● Work required
Please repeat the data exactly, leaving nothing out.

----- Data for processing -----

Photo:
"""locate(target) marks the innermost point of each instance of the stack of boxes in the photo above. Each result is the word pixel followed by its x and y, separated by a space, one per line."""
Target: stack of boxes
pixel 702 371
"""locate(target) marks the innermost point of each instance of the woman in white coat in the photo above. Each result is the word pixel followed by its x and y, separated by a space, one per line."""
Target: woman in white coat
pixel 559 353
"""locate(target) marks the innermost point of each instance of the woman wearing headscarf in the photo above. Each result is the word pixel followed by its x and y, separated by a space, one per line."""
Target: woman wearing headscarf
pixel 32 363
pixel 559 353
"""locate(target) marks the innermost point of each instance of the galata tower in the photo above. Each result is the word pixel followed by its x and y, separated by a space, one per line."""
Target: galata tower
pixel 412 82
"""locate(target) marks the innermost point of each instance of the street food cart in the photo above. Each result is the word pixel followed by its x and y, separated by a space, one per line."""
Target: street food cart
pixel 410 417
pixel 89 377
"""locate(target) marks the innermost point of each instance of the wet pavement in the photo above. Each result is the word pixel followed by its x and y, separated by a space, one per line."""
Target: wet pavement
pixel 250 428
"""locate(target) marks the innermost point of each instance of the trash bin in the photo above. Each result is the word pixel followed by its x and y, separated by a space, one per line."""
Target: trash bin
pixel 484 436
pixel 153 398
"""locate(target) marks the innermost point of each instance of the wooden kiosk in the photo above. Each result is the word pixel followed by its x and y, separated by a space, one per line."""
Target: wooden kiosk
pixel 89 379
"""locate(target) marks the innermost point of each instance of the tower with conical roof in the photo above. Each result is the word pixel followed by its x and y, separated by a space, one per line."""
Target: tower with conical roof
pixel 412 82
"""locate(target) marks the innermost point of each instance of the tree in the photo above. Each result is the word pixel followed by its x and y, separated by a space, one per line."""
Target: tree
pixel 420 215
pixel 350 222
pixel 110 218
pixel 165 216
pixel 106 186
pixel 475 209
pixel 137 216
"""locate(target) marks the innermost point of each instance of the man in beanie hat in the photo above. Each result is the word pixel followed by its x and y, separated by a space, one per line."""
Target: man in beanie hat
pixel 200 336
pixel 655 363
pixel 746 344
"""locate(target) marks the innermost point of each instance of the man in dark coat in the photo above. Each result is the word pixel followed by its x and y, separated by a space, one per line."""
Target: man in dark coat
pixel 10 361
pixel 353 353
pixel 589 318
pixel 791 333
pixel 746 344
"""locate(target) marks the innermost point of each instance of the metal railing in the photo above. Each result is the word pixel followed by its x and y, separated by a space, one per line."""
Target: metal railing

-----

● Answer to the exercise
Photo:
"""locate(target) marks the innermost point of each instance of the stack of boxes in the photo above. Each result is the word pixel followed by its x and y, separated by a space, one per line."""
Target: stack of boxes
pixel 702 371
"""locate(target) marks the innermost point of each instance of the woman in white coat in the photo above. Each result is the word pixel followed by its x and y, separated by a space, one per line."""
Target: woman in white coat
pixel 559 353
"""locate(target) marks the innermost point of each instance of the woman wearing headscarf in the photo above. Each result is the word pixel followed by its x and y, separated by a space, one per line."""
Target: woman wearing headscarf
pixel 32 363
pixel 559 353
"""locate(target) marks the innermost point of each instance of the galata tower in the photo above. Each result is the word pixel followed by its x and y, separated by a space, one per line."""
Target: galata tower
pixel 412 82
"""locate(target) marks the innermost point of each instance of the street food cart in the photo above. Each result is the word pixel followed by its x and y, separated by a space, one per line."""
Target: street food cart
pixel 410 417
pixel 89 377
"""locate(target) marks the innermost point of each instance of the wet pavement in the photo above. Each result is the word pixel followed by its x and y, separated by a space, one per line."""
Target: wet pavement
pixel 250 428
"""locate(target) marks the innermost point of each instance of the trash bin in the photo above. Each result is the word pixel followed by its x and y, separated by a space, one per line."""
Target: trash bin
pixel 484 436
pixel 153 398
"""locate(target) marks the innermost point of each instance of the wooden kiosk in the photo above. Each result is the word pixel followed by its x and y, separated by a space, one per line."""
Target: wooden kiosk
pixel 89 379
"""locate(target) marks the innermost point of each instance of the tower with conical roof in the photo above. Each result is the word pixel followed by its x and y, separated by a space, one per line."""
Target: tower with conical roof
pixel 412 82
"""locate(target) marks the innermost point of each instance of the tree in the photo above. Each result is the word pixel followed by its x and y, separated by a space, one per line."""
Target: tree
pixel 420 215
pixel 350 222
pixel 110 218
pixel 165 216
pixel 106 186
pixel 475 209
pixel 137 216
"""locate(target) marks the innermost point of each instance of the man in beanie hat in the photo above. Each result is the word pixel followed by its x and y, separated by a space, one per line."""
Target: man in beanie hat
pixel 200 336
pixel 655 363
pixel 746 344
"""locate(target) marks the innermost point of each instance of the man in dark coat in the photo above. Each result is the word pixel followed by its x and y, separated by a space, one per line."""
Target: man in dark coat
pixel 10 361
pixel 353 353
pixel 589 318
pixel 791 333
pixel 746 344
"""locate(target) marks the innermost point of each instance of the metal railing in the photo above. Each result is the word pixel followed by its x and y, separated by a space, one per line."""
Target: metal railing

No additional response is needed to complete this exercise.